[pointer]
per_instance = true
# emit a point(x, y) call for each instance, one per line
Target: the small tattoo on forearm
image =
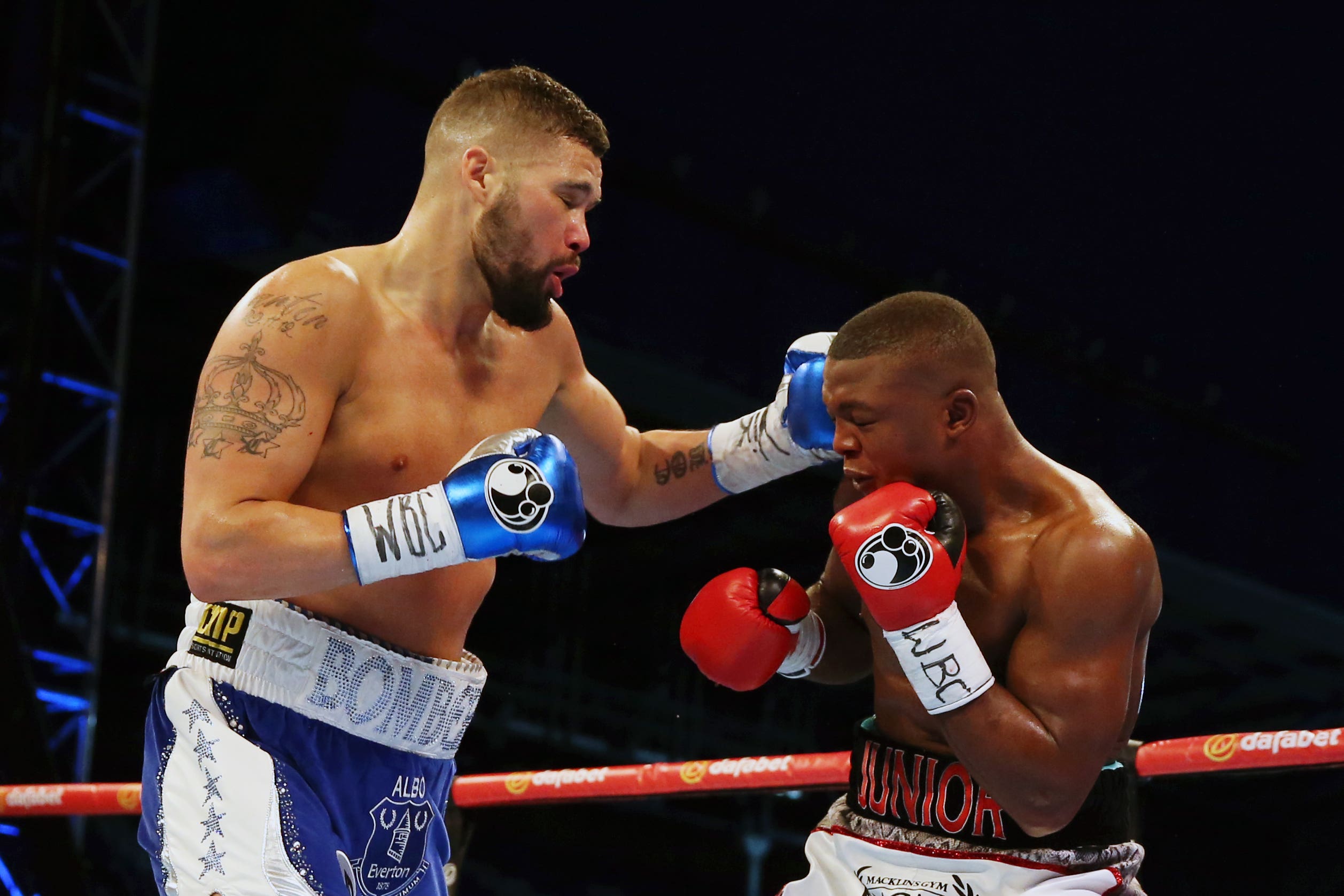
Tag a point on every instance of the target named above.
point(244, 402)
point(675, 466)
point(285, 312)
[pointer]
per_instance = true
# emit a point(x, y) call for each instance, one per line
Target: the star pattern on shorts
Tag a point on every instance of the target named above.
point(213, 860)
point(212, 822)
point(213, 788)
point(204, 749)
point(197, 712)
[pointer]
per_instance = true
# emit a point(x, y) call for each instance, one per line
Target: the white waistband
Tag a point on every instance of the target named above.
point(332, 676)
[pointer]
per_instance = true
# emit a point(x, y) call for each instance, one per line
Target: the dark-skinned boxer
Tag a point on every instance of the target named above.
point(1001, 604)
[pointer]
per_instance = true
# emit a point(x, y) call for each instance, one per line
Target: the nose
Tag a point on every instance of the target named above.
point(847, 440)
point(577, 237)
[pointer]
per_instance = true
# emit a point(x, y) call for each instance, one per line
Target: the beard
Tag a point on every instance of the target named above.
point(518, 291)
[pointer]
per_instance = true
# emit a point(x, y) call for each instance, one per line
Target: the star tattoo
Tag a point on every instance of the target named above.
point(215, 446)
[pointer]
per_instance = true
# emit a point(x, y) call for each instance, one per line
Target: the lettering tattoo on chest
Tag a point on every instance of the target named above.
point(679, 465)
point(244, 405)
point(285, 312)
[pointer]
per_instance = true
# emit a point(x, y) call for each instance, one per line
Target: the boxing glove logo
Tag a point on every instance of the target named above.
point(518, 495)
point(894, 558)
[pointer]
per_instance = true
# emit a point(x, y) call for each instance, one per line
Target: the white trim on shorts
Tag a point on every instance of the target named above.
point(325, 673)
point(220, 790)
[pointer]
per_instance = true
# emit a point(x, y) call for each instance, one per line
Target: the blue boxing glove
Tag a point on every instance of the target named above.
point(517, 492)
point(811, 425)
point(792, 433)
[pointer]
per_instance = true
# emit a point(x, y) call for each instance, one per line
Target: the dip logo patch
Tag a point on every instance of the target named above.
point(220, 634)
point(394, 859)
point(894, 558)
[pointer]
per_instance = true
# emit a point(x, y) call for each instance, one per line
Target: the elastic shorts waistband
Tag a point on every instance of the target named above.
point(278, 653)
point(896, 784)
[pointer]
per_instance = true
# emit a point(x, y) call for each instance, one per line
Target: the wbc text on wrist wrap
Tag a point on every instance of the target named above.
point(515, 492)
point(403, 535)
point(789, 434)
point(943, 661)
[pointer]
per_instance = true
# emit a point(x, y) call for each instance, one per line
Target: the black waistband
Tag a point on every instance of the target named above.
point(898, 785)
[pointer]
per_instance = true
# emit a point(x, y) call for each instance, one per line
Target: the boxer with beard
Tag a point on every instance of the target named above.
point(362, 448)
point(1001, 604)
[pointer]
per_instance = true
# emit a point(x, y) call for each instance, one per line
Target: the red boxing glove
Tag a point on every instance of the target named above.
point(744, 626)
point(904, 550)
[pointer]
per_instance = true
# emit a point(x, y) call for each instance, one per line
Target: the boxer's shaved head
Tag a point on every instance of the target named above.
point(906, 382)
point(929, 330)
point(511, 113)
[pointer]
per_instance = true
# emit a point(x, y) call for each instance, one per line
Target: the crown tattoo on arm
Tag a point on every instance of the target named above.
point(244, 403)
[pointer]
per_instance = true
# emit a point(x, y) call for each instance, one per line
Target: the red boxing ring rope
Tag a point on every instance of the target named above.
point(1256, 750)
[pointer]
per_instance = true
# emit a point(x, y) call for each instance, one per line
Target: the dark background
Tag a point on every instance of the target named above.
point(1133, 200)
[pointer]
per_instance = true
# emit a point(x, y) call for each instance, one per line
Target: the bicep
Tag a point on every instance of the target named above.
point(260, 411)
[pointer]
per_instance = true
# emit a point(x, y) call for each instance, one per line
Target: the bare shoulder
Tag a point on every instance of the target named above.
point(1097, 558)
point(561, 344)
point(320, 299)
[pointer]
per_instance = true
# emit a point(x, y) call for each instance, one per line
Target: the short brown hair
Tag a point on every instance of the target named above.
point(917, 324)
point(512, 104)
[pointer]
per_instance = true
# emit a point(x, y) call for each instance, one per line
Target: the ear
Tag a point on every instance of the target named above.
point(962, 408)
point(475, 167)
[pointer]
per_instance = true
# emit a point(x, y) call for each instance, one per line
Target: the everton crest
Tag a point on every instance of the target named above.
point(394, 859)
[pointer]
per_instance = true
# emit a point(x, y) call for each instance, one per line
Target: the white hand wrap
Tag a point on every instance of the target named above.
point(403, 535)
point(756, 449)
point(807, 652)
point(943, 661)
::::
WORK INSTRUCTIONS - Lines wanted from the listing above: the line with "Target: the black waistband" up to and including the line with "Target: the dark background". Please write them out exactly, adding nothing else.

RESPONSE FOR THIS EXERCISE -
Target: the black waistband
Tag a point on every instance of the target named above.
point(898, 785)
[pointer]
per_instance = true
# emit a point(x, y) call for each instance, one per line
Target: the boxer with beard
Tag a point on every instance of the target named above.
point(362, 448)
point(1001, 604)
[pointer]
per_instance = true
# emit a point(x, y) call for each instance, one per line
Target: the red boxing glove
Tag a point on every instance of the target named above.
point(744, 626)
point(904, 550)
[pointer]
per_instance = true
# emit a point(x, y) call for each instance, one per line
Target: the boxer's shaved head
Tag a point on every instance of the target named above.
point(906, 382)
point(929, 330)
point(511, 113)
[pointer]
per_instance = true
# emit a point(x, y) call for each instance, one per line
Target: the crown tattoo on arm
Tag a point on every instance of the target named above.
point(244, 403)
[pointer]
per_instance = true
# emit a point(x, y) call for each instance, one per line
Target: the red boxing ring rope
Tag a point on every instance of the target named above.
point(1256, 750)
[pointer]
per_instance = true
# emit a point(x, y) call for each instance, one per line
Target: the dark background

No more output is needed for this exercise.